DESCRIPCIÓN DEL EJERCICIO
¿Puedes actualizar todas las entradas y volver a escribirlas con "zucchetto" cambiado por "skullcap", sin tocar nada más?

ENTRADAS PROPORCIONADAS
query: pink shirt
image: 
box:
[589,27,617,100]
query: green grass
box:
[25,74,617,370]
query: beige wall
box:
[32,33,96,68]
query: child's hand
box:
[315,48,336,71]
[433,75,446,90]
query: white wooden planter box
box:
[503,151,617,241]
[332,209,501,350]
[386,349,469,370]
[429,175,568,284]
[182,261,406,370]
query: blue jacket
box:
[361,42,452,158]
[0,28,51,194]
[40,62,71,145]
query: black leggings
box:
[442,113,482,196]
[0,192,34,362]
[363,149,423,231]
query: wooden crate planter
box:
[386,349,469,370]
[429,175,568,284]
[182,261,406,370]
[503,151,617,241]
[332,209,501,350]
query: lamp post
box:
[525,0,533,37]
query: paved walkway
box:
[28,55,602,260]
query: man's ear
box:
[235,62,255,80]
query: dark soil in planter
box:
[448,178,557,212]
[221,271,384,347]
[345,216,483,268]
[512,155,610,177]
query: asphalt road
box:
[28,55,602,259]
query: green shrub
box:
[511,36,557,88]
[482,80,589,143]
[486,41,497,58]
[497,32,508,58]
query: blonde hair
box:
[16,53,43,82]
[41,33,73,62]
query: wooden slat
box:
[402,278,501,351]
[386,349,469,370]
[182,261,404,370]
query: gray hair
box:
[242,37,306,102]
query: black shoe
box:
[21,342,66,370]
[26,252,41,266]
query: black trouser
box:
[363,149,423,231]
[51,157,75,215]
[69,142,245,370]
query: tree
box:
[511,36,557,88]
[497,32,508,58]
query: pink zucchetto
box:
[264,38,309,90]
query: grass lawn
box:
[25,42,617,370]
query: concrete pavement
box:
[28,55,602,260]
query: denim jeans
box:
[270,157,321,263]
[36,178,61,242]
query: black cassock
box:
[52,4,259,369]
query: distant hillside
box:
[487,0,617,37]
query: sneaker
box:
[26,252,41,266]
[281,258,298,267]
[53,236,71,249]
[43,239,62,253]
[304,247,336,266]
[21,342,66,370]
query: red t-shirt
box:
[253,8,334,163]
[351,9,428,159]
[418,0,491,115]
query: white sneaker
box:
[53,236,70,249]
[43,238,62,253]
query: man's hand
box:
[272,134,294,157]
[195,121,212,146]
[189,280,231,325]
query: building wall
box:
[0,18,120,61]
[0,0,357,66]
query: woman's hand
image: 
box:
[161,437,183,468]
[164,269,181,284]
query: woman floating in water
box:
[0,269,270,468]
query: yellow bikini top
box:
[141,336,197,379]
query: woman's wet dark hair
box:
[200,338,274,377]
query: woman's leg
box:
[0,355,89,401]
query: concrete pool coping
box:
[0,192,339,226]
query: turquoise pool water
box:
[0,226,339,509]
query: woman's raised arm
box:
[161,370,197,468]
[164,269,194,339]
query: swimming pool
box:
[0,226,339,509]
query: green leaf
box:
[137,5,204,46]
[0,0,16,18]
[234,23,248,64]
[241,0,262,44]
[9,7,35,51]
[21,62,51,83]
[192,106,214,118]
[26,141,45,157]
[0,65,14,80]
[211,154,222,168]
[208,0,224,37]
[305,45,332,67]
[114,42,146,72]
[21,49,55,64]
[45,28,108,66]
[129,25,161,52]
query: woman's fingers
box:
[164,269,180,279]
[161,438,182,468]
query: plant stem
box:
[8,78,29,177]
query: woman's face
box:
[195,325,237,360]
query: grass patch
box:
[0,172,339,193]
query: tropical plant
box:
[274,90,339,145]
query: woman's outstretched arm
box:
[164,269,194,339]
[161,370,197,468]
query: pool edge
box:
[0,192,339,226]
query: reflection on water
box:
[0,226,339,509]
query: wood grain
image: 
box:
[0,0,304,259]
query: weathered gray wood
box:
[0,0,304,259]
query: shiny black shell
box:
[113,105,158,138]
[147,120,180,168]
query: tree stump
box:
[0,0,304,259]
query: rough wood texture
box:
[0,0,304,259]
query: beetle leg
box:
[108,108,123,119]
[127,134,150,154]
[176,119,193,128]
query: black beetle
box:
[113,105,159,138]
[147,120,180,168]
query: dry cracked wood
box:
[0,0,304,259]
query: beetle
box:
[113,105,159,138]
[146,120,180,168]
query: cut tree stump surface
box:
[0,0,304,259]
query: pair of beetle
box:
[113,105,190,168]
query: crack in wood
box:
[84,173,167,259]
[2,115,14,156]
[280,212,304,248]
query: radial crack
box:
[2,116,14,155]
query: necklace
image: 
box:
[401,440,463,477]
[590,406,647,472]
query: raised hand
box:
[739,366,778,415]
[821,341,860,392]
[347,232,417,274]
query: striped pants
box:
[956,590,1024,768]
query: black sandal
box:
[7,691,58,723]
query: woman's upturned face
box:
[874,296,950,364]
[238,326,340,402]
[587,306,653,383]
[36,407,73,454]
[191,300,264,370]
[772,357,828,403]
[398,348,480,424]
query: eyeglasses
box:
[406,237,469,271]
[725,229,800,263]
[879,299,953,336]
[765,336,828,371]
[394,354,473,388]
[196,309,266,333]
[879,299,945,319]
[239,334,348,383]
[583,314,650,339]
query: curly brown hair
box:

EN RESPUESTA
query: pink shirt
image: 
box:
[589,27,617,100]
query: green grass
box:
[25,74,617,370]
query: beige wall
box:
[32,33,96,68]
query: child's hand
box:
[315,48,336,71]
[433,75,446,90]
query: white wooden planter box
box:
[503,151,617,241]
[332,209,501,350]
[386,349,469,370]
[429,175,568,284]
[182,261,406,370]
query: blue jacket
box:
[361,42,452,158]
[0,28,51,194]
[40,62,71,145]
query: black leggings
box:
[442,113,482,196]
[0,192,34,362]
[363,149,423,231]
query: wooden crate planter
box:
[386,349,469,370]
[429,175,568,284]
[182,261,406,370]
[503,151,617,241]
[332,209,501,350]
query: lamp post
box:
[525,0,533,37]
query: paved walkway
box:
[28,55,602,260]
query: man's ear
box:
[235,62,255,80]
query: dark soil in planter
box:
[448,178,557,212]
[221,271,384,347]
[345,216,483,268]
[512,155,610,177]
query: asphalt road
box:
[28,55,602,259]
query: green shrub
box:
[511,36,557,88]
[482,80,589,143]
[486,41,497,58]
[497,32,508,58]
query: blonde hair
box:
[16,53,43,82]
[41,33,73,62]
query: wooden slat
box:
[402,278,501,351]
[386,349,469,370]
[182,261,404,370]
query: gray hair
box:
[242,37,306,102]
query: black shoe
box:
[21,342,66,370]
[26,252,41,266]
query: black trouser
box:
[363,149,423,231]
[51,157,75,215]
[69,142,245,370]
query: tree
box:
[511,36,557,88]
[497,32,508,58]
query: pink skullcap
box:
[264,38,309,90]
query: grass lawn
box:
[25,42,617,370]
query: concrete pavement
box:
[28,55,602,260]
query: denim jeans
box:
[270,157,321,263]
[36,178,61,242]
query: black cassock
box:
[52,4,259,369]
query: distant hillside
box:
[487,0,617,37]
query: sneaker
box:
[26,252,41,266]
[281,258,298,267]
[53,236,71,249]
[43,239,62,253]
[304,247,336,266]
[21,342,66,370]
query: red t-shirt
box:
[253,8,334,163]
[351,9,428,159]
[418,0,491,115]
query: white sneaker
box:
[53,236,70,249]
[43,238,62,253]
query: man's hand
box:
[272,134,294,157]
[195,121,212,146]
[189,280,231,325]
query: building wall
box:
[0,18,120,61]
[0,0,357,66]
query: woman's hand
image: 
box:
[161,437,183,468]
[164,269,181,284]
query: woman floating in water
box:
[0,269,270,468]
query: yellow bikini top
box:
[141,336,197,379]
query: woman's wet dark hair
box:
[200,338,274,377]
query: woman's leg
box:
[0,355,89,401]
query: concrete pool coping
box:
[0,192,339,226]
query: turquoise pool water
box:
[0,226,339,509]
query: woman's raised arm
box:
[161,370,197,468]
[164,269,194,339]
query: swimming pool
box:
[0,226,339,509]
query: green leaf
box:
[137,5,204,46]
[0,0,16,18]
[234,23,248,64]
[241,0,262,44]
[9,7,35,51]
[21,62,51,83]
[192,106,214,118]
[26,141,45,157]
[0,65,14,80]
[211,154,222,168]
[208,0,224,37]
[305,45,332,67]
[114,42,146,72]
[21,49,55,64]
[45,28,108,66]
[129,25,161,52]
query: woman's fingers
box:
[164,269,180,279]
[161,438,182,468]
query: plant stem
box:
[8,78,29,177]
query: woman's face
box:
[195,325,237,360]
query: grass patch
box:
[0,172,339,193]
query: tropical plant
box:
[274,90,339,145]
query: woman's outstretched arm
box:
[164,269,194,339]
[161,370,197,468]
query: pool edge
box:
[0,192,339,226]
query: reflection on water
box:
[0,226,339,509]
query: wood grain
image: 
box:
[0,0,304,259]
query: weathered gray wood
box:
[0,0,304,259]
query: shiny black shell
box:
[113,105,158,138]
[147,120,180,168]
query: tree stump
box:
[0,0,304,259]
query: rough wood texture
box:
[0,0,304,259]
query: beetle leg
box:
[108,108,123,119]
[127,134,150,154]
[176,119,193,128]
query: black beetle
box:
[113,105,159,138]
[147,120,180,168]
query: dry cracked wood
box:
[0,0,304,259]
query: beetle
box:
[113,105,159,138]
[146,120,180,168]
query: cut tree stump surface
box:
[0,0,304,259]
query: pair of beetle
box:
[113,105,190,168]
query: crack in wood
box:
[84,173,167,259]
[2,115,14,156]
[280,212,304,248]
query: radial crack
box:
[2,116,14,155]
query: necklace
image: 
box:
[401,440,463,477]
[590,406,647,472]
query: raised hand
box:
[739,366,778,415]
[821,341,860,392]
[347,232,417,274]
query: striped pants
box:
[956,590,1024,768]
query: black sandal
box:
[7,691,58,723]
query: woman's upturned face
box:
[874,296,950,364]
[238,326,340,402]
[587,306,653,383]
[36,407,73,454]
[191,300,264,370]
[772,357,828,403]
[398,348,480,424]
query: eyeglasses
box:
[406,237,469,271]
[725,229,800,263]
[879,299,953,336]
[765,336,828,371]
[394,354,473,388]
[196,309,266,333]
[879,299,945,319]
[239,334,348,383]
[583,314,650,339]
query: curly brown hair
box:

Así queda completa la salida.